*Directives:*
1. Could you copy, word for word, the part of the vivarium thread that opens with the words containing "This is the" and closes with "(Sep 30, 2019)"?
2. Do these statements agree with the vivarium thread? (a) The viv is 3 feet. (b) The snake can hide under the rock on the cold side. (c) The user Spades has kept many very young snakes. Answer each with yes or no, and quote the words from the vivarium thread that decide it.
:: Page extract ::
I’m still not 100% sure I like the layou yet, and I’m still playing around to get a better shaded area, but I think it’s a good start so I thought I’d share! It’s a 3’ viv, the snake is very small, only a few months old so breaking all the “rules” that I’ve been told in my earlier years, small snake small viv, they’ll get stressed etc. well, let’s find out shall we. 😁


----------



## Rshimmin (Sep 13, 2016)

Full view. The trailing plant from the top right is going my head in, I can never get it right but that’s where the little guy is spending all his time so far! I’m liking it, but there’s work to be done it still looks a little messy to my eye.








Hot side. He can hide under the rock as well as the greenery.









cold side. Still not quite shaded enough yet I don’t think.


----------



## Rshimmin (Sep 13, 2016)

This is the little guy. Got some lovely gold body colour starting to come through as you can see, really looking forward to seeing him develop. Big shout out to Wyre forest reptiles where I got him. Super friendly bloke, very helpful and accommodating to my bizarre requests!


----------



## LiasisUK (Sep 30, 2019)

Viv looks great


----------



## Spades (3 mo ago)

Stunning little okeetee. I personally haven’t had any issues putting young snakes in larger appropriately decorated vivs with lots of hides, at least once the initial monitoring is done (take that with a pinch of salt as I’ve only ever had two very young snakes, but I know that experience is shared with many). The only challenge is finding them. I think the viv looks great!


----------



## Rshimmin (Sep 13, 2016)
:::
:: Record extracts ::
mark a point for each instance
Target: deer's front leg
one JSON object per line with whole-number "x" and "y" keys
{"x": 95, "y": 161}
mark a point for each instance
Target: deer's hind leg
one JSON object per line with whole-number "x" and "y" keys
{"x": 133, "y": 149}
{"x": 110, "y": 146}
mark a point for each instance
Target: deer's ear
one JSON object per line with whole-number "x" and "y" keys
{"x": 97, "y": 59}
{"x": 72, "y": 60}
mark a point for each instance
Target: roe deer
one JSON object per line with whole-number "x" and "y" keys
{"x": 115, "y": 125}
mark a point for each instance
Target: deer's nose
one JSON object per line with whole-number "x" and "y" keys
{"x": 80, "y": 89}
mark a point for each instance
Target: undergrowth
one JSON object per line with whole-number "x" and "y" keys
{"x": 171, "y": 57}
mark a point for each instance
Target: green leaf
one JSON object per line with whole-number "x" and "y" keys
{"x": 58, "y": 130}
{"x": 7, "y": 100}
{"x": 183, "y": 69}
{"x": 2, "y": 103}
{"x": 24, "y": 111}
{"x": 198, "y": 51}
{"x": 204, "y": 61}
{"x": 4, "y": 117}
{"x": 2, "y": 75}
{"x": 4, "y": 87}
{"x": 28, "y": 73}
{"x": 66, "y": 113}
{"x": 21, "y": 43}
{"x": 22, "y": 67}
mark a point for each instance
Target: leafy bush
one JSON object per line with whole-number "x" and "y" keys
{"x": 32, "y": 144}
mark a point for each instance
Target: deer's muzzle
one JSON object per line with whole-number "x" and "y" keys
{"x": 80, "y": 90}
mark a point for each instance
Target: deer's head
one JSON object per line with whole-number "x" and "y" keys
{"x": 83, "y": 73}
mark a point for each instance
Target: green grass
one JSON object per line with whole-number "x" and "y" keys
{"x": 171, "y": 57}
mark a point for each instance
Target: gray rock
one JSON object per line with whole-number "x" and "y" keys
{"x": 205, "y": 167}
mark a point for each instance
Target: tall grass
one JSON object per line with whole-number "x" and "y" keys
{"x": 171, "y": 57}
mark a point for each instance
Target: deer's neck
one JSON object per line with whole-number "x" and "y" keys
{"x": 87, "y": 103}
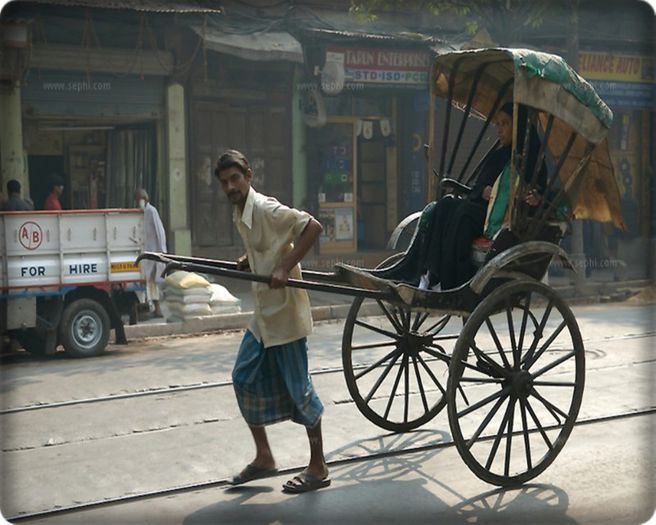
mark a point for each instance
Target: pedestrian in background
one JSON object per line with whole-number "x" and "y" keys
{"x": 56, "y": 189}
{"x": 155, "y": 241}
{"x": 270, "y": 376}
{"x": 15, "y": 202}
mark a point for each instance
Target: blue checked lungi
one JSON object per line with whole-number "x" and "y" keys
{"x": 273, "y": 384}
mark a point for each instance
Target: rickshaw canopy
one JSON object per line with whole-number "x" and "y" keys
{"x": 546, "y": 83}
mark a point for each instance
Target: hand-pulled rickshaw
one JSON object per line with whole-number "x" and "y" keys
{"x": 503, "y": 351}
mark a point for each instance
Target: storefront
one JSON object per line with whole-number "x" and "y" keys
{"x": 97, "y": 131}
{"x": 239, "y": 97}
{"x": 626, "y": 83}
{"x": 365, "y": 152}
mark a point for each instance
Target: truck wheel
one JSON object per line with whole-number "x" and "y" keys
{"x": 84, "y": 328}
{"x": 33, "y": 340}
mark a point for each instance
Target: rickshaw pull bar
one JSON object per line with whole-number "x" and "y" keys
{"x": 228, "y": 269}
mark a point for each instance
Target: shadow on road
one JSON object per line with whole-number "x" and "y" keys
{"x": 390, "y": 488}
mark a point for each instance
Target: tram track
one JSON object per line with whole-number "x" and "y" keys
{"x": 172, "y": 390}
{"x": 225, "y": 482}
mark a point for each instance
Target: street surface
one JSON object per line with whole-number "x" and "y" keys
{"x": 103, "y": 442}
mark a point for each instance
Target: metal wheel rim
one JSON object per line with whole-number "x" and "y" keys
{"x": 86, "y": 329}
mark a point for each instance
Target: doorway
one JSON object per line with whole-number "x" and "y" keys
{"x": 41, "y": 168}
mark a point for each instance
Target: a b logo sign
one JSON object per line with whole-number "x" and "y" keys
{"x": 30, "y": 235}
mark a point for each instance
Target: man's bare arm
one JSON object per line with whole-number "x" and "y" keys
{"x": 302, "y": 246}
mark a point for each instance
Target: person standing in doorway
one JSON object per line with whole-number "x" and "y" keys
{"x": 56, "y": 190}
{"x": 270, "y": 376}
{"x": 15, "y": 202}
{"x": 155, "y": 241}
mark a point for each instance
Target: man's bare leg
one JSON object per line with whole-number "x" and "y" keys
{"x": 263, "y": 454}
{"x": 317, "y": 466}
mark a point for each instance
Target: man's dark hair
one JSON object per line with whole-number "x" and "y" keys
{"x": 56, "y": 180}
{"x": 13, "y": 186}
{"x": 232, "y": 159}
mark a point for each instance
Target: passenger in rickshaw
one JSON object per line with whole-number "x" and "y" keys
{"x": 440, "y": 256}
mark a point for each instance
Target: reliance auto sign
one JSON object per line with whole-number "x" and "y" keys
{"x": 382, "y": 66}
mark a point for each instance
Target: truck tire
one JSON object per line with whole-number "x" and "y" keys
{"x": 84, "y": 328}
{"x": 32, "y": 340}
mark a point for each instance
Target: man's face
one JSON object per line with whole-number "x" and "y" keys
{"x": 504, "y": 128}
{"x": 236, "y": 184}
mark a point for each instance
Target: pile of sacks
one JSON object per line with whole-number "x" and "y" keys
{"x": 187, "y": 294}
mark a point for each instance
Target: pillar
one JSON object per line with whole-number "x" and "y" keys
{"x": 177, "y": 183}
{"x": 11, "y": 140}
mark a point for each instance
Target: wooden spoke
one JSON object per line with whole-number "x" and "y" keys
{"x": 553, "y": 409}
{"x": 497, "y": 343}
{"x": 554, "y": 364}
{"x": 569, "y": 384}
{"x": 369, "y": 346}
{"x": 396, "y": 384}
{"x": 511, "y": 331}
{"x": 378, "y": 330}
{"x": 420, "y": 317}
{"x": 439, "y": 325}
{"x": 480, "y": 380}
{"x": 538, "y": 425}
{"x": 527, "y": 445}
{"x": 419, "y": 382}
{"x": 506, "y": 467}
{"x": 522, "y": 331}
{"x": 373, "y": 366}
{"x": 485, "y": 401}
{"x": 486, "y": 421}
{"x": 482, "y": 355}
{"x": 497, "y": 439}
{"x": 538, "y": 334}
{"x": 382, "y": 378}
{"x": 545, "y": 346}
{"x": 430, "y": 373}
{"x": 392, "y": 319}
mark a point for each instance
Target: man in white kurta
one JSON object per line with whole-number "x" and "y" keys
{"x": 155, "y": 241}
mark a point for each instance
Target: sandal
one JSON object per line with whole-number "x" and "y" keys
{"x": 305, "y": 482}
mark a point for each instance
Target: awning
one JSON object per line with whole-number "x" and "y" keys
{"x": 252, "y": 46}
:::
:: Record extracts ::
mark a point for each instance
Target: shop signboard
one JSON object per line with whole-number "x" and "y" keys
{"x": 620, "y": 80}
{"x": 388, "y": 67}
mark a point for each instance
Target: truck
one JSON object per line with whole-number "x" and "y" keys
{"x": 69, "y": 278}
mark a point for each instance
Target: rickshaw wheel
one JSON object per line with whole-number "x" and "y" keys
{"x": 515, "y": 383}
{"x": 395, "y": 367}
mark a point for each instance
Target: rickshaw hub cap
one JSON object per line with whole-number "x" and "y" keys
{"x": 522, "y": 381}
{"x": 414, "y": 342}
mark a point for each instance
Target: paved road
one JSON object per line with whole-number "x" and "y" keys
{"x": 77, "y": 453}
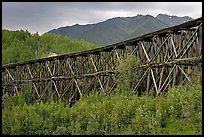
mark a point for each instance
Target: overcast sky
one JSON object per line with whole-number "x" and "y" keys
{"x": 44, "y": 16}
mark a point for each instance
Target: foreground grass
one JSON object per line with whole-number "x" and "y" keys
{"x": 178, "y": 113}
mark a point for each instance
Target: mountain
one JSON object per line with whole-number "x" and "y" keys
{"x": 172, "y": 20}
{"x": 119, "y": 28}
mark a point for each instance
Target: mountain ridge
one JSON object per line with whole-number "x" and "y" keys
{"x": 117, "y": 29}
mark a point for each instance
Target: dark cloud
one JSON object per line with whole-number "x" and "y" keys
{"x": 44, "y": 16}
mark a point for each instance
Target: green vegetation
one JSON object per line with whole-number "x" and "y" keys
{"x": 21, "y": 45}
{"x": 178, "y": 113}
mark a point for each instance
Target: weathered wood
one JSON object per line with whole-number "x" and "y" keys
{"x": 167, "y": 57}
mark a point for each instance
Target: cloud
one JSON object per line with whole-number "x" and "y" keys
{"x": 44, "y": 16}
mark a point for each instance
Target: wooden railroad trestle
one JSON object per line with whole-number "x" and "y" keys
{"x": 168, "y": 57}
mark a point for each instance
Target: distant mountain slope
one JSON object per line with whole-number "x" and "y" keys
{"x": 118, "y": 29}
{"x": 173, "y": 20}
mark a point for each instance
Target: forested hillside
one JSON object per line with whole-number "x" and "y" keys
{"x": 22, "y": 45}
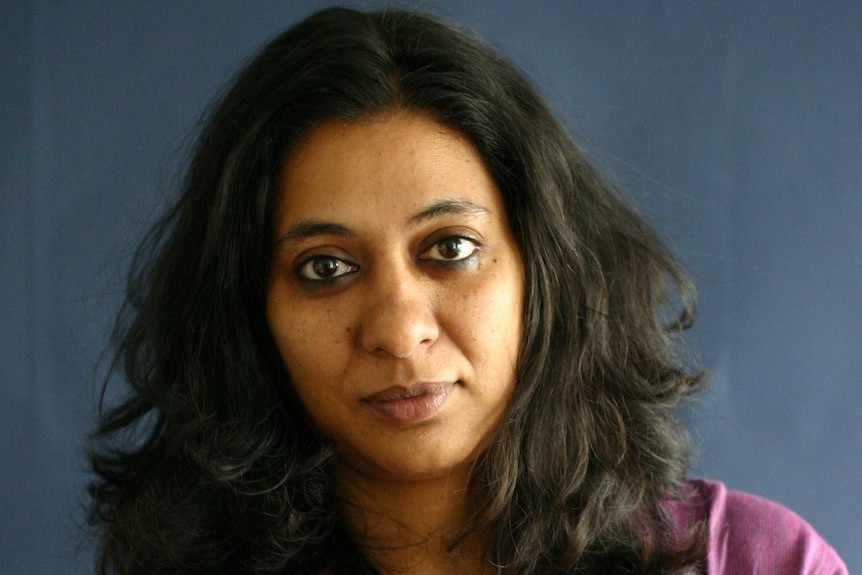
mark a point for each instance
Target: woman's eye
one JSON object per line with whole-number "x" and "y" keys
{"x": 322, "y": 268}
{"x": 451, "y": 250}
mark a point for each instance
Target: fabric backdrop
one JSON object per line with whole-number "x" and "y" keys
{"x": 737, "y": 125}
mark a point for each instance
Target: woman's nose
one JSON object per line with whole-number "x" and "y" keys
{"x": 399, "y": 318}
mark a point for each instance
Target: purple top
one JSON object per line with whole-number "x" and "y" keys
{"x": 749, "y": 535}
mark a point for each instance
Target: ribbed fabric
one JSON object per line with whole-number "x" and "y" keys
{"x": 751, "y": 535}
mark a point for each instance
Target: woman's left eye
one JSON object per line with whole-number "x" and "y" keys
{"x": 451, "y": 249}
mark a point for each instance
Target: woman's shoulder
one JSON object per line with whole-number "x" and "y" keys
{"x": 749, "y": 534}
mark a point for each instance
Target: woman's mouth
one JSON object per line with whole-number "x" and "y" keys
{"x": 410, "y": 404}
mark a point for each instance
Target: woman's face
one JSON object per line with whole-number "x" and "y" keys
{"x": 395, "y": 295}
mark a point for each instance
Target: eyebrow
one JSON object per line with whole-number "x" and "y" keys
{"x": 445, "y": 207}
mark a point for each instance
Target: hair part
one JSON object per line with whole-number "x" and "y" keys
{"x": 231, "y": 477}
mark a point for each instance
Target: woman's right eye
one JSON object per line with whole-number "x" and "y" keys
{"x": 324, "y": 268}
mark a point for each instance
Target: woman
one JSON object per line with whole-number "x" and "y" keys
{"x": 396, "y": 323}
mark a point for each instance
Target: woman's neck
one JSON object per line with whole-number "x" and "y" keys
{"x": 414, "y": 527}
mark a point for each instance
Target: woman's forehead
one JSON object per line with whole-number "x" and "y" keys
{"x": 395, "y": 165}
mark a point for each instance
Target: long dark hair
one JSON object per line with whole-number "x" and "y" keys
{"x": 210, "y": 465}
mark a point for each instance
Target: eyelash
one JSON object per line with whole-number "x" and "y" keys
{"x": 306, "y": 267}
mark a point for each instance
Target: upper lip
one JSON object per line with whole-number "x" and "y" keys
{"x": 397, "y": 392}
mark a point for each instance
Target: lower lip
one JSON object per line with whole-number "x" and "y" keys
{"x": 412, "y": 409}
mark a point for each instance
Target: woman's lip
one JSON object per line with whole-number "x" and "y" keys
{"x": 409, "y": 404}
:::
:: Record extracts ::
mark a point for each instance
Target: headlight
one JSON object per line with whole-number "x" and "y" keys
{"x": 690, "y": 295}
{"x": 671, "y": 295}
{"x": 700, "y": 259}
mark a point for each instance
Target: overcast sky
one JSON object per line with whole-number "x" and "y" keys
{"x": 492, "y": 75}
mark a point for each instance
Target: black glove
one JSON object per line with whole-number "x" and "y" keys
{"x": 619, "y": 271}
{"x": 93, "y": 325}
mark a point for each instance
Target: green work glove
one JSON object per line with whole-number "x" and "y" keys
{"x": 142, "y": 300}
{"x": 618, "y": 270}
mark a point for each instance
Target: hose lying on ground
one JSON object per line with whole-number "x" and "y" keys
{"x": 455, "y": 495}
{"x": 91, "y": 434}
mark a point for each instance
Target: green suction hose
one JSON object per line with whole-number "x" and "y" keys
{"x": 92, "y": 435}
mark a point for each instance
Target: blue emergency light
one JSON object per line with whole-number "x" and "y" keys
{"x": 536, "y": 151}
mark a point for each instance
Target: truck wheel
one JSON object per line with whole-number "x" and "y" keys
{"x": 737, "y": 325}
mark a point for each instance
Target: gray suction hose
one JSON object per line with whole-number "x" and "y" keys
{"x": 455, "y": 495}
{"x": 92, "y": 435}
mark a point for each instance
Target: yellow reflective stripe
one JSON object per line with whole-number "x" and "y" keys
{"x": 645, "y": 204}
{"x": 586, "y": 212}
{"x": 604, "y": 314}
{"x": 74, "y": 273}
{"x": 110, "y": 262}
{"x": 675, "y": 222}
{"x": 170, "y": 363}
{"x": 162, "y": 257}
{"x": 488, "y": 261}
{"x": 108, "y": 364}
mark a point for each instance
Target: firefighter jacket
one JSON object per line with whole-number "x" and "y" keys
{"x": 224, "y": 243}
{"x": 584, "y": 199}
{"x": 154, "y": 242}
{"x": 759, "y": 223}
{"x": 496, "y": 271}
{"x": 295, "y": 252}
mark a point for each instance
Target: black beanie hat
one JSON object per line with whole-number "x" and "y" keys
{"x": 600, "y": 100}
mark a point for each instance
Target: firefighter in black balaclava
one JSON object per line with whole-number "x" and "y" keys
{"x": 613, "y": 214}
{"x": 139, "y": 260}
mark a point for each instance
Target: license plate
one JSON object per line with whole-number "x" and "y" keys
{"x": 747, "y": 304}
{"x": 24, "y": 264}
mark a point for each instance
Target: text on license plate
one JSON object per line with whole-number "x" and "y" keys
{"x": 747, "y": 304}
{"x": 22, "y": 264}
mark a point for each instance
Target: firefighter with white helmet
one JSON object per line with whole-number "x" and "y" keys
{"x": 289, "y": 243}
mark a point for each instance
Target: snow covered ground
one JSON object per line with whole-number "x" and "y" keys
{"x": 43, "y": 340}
:::
*In response:*
1.
This is the little guy. Got some lovely gold body colour starting to come through as you can see, really looking forward to seeing him develop. Big shout out to Wyre forest reptiles where I got him. Super friendly bloke, very helpful and accommodating to my bizarre requests!


----------



## LiasisUK (Sep 30, 2019)

2.
(a) Yes: "It’s a 3’ viv"
(b) No: "Hot side. He can hide under the rock as well as the greenery."
(c) No: "I’ve only ever had two very young snakes"